### Your task
Each line of the listing below should come back exactly as it is.

### Data provided
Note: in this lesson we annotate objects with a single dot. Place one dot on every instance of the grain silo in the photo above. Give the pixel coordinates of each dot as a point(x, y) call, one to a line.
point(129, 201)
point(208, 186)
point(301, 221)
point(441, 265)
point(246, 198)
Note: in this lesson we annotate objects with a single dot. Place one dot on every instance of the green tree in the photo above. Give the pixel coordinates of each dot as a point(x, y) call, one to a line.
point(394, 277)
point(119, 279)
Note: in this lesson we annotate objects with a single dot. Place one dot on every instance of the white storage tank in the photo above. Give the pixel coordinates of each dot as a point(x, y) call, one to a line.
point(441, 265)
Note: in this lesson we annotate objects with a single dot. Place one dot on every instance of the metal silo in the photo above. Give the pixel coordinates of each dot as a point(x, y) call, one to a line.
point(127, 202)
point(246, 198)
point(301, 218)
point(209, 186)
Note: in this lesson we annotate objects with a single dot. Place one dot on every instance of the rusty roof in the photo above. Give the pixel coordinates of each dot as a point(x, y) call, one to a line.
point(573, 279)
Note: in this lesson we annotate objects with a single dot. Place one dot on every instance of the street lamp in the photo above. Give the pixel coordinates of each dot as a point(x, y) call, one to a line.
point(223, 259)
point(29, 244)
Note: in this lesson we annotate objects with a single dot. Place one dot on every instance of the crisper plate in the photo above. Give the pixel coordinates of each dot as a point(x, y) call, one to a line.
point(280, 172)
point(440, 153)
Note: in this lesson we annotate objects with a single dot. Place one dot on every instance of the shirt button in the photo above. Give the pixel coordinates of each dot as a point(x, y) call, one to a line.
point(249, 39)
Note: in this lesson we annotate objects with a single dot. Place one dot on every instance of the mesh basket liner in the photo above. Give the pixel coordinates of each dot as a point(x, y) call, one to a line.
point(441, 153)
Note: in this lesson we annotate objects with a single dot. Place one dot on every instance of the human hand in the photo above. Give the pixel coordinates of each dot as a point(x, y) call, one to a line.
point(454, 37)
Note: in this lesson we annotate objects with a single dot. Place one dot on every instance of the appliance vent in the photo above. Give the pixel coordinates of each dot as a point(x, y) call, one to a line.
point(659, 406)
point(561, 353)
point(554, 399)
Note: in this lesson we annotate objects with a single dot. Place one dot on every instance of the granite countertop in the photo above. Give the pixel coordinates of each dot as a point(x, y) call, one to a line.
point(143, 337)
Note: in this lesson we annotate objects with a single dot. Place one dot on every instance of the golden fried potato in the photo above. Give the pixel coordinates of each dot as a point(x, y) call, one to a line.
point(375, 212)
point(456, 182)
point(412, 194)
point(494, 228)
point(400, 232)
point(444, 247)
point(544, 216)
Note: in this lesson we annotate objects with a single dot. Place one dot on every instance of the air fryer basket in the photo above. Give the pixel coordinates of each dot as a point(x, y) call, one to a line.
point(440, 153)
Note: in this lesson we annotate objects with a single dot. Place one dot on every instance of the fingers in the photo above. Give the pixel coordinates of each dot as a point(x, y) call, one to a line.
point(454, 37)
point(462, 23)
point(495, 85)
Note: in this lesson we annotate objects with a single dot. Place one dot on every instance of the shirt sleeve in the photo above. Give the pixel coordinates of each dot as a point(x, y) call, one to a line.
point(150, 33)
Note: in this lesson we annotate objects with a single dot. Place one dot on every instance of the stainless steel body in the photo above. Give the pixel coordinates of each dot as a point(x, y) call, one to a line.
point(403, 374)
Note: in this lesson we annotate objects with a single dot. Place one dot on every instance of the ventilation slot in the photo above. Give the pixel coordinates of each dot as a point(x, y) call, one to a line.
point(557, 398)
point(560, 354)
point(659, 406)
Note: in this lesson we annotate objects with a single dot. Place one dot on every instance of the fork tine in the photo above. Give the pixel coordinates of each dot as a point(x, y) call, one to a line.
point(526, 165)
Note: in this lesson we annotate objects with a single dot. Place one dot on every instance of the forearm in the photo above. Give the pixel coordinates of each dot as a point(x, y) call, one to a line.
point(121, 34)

### Solution for this task
Note: in this lesson we annotate objects with a single dot. Place one dot on every instance of the grain silo in the photo above. Give the pixel coordinates of each dot as a point(x, y) call, one to a line.
point(129, 201)
point(208, 186)
point(301, 221)
point(441, 265)
point(246, 198)
Note: in this lesson we annotate objects with a single dot. Place one dot on every instance of the green tree in the photo above. Give the pixel coordinates of each dot as a point(x, y) call, one to a line.
point(394, 277)
point(119, 279)
Note: in this lesson we annotate objects with a single dot. Place one dot on every instance of the white storage tank in the photo above. Give the pixel coordinates of each dot as a point(x, y) call, one to a line.
point(441, 265)
Note: in this lesson we annotate objects with a single dot. Place one dot on every instance of the metal silo in the photo above. Give the pixel coordinates of each dot as a point(x, y) call, one to a line.
point(127, 202)
point(246, 198)
point(301, 218)
point(209, 186)
Note: in this lesson we annotate objects with a single dot. Place one dot on every instance of the rusty roof in the photo above. Give the pixel coordinates of each dot as a point(x, y) call, one to a line.
point(573, 279)
Note: in this lesson we annotate objects with a single dot. Place one dot on every instance of the street lamp in the photo above. Give the pixel coordinates of each dot as a point(x, y) call, one to a line.
point(223, 259)
point(29, 244)
Note: in this lesson we annotate objects with a single dot. Place one dot on every instance of the crisper plate in the photo above. Give the pixel coordinates of each dot as a point(x, y) call, one to a line.
point(280, 172)
point(440, 153)
Note: in this lesson we annotate objects with a single dot. Place one dot on every instance of the shirt button in the photo above. Give the pixel coordinates of each dot as a point(x, y) call, one to a line.
point(249, 39)
Note: in this lesson we annotate objects with a single dot. Place one dot on every instance of the mesh basket liner in the photo above. Give the pixel coordinates of each dot as a point(x, y) call, one to a line.
point(441, 153)
Note: in this lesson we annotate objects with a single dot. Place one dot on every instance of the human hand in the photo above. Give the pixel coordinates of each dot as a point(x, y) call, one to a line.
point(454, 37)
Note: in this lesson we annotate objects with a single dot. Place one dot on every instance of the appliance vent in the photo above. Give the pixel coordinates of each dot as a point(x, y) call, one to a line.
point(659, 406)
point(561, 353)
point(554, 399)
Note: in this lesson we annotate objects with a single dot. Place one dot on every instance of the granite countertop in the photo above. Give the pixel coordinates of each dot as a point(x, y) call, one to a line.
point(143, 337)
Note: in this lesson we annotate objects with a single dot. Place one dot on every instance of the golden fried potato in the photo above. Give the pixel coordinates of each dot as a point(x, y) call, one to a line.
point(375, 212)
point(456, 182)
point(412, 194)
point(494, 228)
point(400, 232)
point(444, 247)
point(544, 216)
Note: in this lesson we annotate objects with a single dot. Place one dot on every instance of the air fryer basket in the photo above. Give the pixel coordinates of each dot as a point(x, y) call, one to a line.
point(440, 153)
Note: in this lesson we annotate objects with a single dot. Place one dot on every instance of the fingers in the photo above. Give the pixel coordinates of each dot as a point(x, y) call, one to a line.
point(454, 37)
point(462, 23)
point(495, 85)
Note: in this lesson we annotate objects with a single dot. Place one dot on every instance of the shirt sleeve in the photo above. Give the pixel coordinates of each dot as a point(x, y) call, one to a line.
point(150, 33)
Note: in this lesson we annotate objects with a single dot. Place one dot on every instance of the stainless steel body in the photo above. Give the pixel coordinates of each dot as a point(x, y) call, one to a line.
point(403, 374)
Note: in this lesson we annotate objects with a single dot. Place one dot on every instance of the ventilation slot in the photo above. Give the pixel coordinates of each dot as a point(x, y) call, one to a line.
point(557, 398)
point(560, 354)
point(659, 406)
Note: in this lesson we annotate objects with a single dot. Place one dot on every instance of the fork tine in the photo above. Give the pixel coordinates of each dot as a point(x, y) call, one to a line.
point(526, 165)
Note: in this lesson we annotate objects with a single dot. Place one dot on every instance of the forearm in the photo above. Give the pixel coordinates of each dot as a point(x, y) call, one to a line.
point(121, 34)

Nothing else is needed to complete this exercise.